**Given request 1**
Find every line in the records that contains the word "diamond", matching case exactly, and copy each such line.

**Passage**
When the moon is closest to the Earth, its gravitational pull is at its peak.

So the question becomes, how much does the moon’s gravitational influence on Earth vary from minimum (apogee, or farthest point from the planet) to maximum (perigee)?

I won’t bore you (or scare you!) with the math, but the variation from minimum lunar pull to maximum pull is roughly 23 percent. That sounds like a lot. However, it amounts to  less than 2 ten-thousandths of the mass (or less precisely, the “weight”) of the moon.

Join the Virtual Telescope Project in Rome for an online viewing of the January 1, 2018 supermoon.

More importantly from an astrological perspective (I presume, since I decidedly am not an astrologer) would be the effect on a human being. Consider an 80-kilogram (176-pound) human being. The maximum difference between apogean and perigean moons is about 73 milligrams, or about 1/14th the mass of an ordinary paper clip.

If you factor in the solar gravity effect for a supermoon, or full moon closest to Earth, this effect may rise to about 110 milligrams, roughly equivalent to about 1/9th the mass of a paperclip.

Object pointing dataset rows
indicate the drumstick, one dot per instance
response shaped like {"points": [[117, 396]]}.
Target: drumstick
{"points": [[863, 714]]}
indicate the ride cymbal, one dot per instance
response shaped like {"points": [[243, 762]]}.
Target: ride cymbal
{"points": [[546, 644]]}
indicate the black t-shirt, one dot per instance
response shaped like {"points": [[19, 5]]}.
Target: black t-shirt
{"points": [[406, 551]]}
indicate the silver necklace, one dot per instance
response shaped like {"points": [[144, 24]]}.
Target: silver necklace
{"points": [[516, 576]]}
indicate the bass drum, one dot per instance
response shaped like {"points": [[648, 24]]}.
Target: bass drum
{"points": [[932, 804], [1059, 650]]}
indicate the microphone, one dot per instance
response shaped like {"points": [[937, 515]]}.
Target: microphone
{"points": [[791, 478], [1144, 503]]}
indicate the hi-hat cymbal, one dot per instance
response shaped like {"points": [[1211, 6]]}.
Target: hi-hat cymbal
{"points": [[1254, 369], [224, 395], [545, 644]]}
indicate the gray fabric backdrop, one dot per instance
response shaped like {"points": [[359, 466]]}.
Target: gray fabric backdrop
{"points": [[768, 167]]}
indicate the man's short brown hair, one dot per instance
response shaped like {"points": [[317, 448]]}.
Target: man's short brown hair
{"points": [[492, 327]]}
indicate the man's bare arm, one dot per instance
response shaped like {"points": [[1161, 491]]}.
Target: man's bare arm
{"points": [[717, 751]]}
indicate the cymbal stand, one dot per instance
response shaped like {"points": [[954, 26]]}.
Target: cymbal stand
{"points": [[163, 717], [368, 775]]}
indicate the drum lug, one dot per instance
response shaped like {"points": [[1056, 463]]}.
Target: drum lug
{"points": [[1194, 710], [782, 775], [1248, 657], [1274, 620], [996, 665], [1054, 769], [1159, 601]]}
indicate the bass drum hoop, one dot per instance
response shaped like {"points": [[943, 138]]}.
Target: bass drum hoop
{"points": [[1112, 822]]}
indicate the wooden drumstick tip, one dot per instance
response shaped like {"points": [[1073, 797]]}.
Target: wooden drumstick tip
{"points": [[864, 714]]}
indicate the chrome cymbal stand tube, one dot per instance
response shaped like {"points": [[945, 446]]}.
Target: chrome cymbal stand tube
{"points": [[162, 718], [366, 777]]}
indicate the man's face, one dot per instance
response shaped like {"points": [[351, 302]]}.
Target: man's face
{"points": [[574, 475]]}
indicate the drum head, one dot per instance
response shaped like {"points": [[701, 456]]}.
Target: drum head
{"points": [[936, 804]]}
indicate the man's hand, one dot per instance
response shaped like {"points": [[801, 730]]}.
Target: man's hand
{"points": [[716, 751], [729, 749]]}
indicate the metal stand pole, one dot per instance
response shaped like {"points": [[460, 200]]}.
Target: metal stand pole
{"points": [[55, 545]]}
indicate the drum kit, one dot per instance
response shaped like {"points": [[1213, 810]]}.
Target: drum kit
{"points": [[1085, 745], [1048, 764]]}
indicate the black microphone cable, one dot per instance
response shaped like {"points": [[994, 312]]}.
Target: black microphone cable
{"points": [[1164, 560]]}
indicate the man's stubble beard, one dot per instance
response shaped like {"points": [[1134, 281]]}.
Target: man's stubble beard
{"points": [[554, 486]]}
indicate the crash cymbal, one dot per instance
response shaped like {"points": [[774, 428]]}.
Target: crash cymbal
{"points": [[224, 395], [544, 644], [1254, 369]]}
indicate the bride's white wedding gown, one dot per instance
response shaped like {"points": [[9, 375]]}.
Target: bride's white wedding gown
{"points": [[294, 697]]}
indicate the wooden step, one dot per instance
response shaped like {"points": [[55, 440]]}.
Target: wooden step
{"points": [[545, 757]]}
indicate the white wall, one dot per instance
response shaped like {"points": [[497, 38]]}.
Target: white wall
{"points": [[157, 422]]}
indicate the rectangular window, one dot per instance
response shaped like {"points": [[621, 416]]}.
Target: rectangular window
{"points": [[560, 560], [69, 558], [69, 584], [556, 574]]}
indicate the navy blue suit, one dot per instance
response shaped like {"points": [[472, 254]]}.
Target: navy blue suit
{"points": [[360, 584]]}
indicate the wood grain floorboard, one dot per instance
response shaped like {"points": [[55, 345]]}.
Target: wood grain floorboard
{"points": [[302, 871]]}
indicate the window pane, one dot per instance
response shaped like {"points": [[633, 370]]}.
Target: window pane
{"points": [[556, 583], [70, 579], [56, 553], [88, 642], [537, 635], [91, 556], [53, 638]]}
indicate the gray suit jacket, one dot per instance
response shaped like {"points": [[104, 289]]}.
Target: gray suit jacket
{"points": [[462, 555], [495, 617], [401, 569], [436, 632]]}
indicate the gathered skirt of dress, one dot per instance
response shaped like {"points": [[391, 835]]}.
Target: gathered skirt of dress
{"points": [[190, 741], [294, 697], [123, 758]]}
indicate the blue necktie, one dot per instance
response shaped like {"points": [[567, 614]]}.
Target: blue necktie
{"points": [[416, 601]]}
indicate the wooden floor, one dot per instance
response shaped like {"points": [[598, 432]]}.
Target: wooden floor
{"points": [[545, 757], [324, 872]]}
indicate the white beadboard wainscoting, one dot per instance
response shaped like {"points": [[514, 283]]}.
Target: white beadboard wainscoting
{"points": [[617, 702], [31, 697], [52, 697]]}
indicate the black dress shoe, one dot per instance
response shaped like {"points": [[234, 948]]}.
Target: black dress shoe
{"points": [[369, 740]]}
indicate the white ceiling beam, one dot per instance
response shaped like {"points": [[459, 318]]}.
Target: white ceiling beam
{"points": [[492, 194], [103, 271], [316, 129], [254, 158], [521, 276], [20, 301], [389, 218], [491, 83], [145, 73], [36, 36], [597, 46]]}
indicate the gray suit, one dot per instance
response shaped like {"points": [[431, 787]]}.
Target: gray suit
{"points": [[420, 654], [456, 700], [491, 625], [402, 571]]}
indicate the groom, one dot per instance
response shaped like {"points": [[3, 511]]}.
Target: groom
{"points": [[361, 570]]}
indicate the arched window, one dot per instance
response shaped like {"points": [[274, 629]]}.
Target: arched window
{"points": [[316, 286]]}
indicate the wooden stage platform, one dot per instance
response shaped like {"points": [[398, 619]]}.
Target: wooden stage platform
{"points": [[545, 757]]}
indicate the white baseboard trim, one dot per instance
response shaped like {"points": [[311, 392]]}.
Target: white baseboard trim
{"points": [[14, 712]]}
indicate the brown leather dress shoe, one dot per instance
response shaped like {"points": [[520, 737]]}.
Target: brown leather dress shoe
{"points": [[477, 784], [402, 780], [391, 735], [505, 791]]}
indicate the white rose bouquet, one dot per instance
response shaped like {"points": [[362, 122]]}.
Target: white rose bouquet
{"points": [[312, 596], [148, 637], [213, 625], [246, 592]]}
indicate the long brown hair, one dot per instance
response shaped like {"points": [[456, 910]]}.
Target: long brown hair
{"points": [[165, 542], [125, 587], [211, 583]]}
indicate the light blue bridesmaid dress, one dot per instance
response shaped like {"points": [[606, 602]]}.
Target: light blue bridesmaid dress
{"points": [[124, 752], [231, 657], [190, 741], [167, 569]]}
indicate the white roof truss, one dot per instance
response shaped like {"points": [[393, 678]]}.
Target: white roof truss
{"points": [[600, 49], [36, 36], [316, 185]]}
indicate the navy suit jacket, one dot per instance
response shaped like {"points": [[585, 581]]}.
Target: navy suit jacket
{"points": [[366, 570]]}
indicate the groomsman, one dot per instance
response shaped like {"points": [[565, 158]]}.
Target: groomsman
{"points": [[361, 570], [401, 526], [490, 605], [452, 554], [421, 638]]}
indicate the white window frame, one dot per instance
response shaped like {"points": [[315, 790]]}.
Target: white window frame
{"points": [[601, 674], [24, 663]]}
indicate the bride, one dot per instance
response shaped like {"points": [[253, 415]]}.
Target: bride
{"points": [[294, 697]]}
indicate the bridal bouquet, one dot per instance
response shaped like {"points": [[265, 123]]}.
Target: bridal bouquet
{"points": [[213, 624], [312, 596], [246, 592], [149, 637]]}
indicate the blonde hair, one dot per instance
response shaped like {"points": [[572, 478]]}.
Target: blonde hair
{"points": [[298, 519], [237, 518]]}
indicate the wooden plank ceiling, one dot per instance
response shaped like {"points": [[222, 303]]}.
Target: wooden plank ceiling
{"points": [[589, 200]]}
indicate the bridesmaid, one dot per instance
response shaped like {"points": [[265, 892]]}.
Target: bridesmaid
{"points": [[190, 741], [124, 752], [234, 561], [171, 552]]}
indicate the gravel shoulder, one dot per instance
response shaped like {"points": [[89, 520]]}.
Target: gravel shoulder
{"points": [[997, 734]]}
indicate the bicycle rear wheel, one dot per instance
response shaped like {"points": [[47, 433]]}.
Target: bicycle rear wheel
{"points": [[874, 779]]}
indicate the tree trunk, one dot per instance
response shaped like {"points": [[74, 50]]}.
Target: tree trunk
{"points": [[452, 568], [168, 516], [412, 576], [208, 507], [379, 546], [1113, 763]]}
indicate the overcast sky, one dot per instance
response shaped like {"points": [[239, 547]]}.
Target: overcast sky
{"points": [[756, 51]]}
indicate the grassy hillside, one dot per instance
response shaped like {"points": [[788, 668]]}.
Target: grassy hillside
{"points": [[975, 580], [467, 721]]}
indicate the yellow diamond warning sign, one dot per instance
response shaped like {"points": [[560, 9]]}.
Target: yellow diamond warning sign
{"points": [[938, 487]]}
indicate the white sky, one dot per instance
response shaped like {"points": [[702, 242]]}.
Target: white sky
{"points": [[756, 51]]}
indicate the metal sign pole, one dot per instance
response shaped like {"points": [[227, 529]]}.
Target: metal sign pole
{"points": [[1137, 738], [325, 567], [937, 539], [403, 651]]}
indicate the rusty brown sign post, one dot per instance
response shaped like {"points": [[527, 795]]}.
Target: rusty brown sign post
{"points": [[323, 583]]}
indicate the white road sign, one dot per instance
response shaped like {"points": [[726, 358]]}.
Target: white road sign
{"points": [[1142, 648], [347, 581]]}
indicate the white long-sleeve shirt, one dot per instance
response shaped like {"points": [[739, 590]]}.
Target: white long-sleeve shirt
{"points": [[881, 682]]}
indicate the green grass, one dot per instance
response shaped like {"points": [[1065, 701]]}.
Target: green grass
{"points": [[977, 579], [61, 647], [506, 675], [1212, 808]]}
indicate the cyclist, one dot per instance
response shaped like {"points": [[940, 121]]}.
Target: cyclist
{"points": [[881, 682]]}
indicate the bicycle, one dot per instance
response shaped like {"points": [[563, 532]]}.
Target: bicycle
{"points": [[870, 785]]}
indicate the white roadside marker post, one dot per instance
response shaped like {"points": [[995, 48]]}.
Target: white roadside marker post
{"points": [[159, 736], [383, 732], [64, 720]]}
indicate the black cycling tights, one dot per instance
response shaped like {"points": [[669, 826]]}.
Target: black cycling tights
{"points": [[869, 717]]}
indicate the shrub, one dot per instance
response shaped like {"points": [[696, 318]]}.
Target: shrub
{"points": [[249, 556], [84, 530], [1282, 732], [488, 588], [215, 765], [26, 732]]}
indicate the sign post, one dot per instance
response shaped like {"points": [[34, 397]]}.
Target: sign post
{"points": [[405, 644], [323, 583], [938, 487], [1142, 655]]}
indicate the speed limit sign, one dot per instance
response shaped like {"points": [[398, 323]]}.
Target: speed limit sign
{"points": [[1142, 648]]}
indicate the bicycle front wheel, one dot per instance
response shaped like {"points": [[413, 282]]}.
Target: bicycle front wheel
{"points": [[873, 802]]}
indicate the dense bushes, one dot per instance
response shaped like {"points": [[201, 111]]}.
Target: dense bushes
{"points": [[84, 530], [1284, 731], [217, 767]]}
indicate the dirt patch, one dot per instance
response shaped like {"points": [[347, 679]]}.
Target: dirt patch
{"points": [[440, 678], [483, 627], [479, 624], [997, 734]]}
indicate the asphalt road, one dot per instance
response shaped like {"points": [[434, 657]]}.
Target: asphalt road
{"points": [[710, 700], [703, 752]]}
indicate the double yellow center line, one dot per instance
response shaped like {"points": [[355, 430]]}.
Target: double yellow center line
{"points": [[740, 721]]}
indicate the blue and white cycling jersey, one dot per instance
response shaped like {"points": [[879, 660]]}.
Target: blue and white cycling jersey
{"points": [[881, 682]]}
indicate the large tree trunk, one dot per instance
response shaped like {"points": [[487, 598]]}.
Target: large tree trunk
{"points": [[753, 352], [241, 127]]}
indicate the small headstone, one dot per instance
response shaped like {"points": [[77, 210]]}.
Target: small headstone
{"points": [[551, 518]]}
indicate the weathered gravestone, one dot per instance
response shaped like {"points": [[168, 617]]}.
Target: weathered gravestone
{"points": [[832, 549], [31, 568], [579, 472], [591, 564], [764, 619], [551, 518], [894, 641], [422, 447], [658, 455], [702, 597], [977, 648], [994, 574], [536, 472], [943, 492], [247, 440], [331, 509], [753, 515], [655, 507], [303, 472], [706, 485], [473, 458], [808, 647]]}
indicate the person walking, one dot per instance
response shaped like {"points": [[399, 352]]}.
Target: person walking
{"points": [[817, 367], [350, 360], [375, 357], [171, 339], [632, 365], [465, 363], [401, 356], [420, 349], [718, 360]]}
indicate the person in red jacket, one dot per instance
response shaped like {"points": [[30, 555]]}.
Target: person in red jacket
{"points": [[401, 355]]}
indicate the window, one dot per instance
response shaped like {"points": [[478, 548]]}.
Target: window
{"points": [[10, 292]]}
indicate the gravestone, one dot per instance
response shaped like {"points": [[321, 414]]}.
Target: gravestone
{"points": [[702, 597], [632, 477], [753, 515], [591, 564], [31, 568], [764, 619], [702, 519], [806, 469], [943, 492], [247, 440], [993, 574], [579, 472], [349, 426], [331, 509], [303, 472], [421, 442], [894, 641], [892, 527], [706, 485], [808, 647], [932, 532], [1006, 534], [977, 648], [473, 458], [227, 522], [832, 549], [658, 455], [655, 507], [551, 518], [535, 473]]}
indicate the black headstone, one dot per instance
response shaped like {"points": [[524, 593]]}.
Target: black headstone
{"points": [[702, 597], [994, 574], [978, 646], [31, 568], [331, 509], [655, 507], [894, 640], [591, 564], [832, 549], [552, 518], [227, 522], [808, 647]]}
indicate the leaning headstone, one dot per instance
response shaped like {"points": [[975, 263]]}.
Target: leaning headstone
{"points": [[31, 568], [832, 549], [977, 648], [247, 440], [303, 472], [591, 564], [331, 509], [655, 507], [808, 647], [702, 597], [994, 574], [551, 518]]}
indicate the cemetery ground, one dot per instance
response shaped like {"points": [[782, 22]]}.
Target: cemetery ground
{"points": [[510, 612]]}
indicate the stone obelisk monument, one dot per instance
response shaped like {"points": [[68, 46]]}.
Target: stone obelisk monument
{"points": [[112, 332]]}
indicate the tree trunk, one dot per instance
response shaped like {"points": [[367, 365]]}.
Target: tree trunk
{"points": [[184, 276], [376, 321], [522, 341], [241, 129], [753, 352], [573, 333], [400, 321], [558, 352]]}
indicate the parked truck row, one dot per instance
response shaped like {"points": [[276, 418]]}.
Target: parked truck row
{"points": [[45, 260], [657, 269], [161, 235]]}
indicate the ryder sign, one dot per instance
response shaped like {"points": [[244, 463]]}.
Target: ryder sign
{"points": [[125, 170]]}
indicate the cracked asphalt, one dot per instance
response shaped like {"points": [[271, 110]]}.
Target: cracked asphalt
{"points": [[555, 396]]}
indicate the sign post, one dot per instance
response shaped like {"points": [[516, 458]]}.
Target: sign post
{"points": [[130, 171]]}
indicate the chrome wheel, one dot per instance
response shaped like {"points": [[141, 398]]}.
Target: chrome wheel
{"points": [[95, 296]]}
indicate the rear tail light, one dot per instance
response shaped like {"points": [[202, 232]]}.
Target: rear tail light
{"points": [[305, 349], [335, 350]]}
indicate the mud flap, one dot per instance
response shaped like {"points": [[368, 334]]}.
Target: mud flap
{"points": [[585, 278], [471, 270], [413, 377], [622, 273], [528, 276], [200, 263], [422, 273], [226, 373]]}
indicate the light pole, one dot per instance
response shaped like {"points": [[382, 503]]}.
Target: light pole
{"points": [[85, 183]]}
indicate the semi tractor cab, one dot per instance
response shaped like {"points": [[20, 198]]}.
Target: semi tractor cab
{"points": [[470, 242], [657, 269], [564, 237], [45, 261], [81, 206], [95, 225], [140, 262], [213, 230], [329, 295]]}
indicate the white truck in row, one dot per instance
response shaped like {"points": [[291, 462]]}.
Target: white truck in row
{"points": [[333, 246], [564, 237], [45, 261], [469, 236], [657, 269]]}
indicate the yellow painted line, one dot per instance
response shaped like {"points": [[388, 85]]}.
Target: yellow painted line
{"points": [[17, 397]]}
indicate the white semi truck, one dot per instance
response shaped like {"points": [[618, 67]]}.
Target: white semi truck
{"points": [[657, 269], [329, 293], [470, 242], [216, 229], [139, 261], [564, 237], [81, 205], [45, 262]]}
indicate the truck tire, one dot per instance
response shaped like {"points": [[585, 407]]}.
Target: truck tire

**Given request 2**
In the passage on the moon's gravitational pull, roughly how much does the lunar pull vary from its minimum to its maximum?

**Expected output 1**
indicate the yellow diamond warning sign, one dot per instance
Target: yellow diamond warning sign

**Expected output 2**
Roughly 23 percent.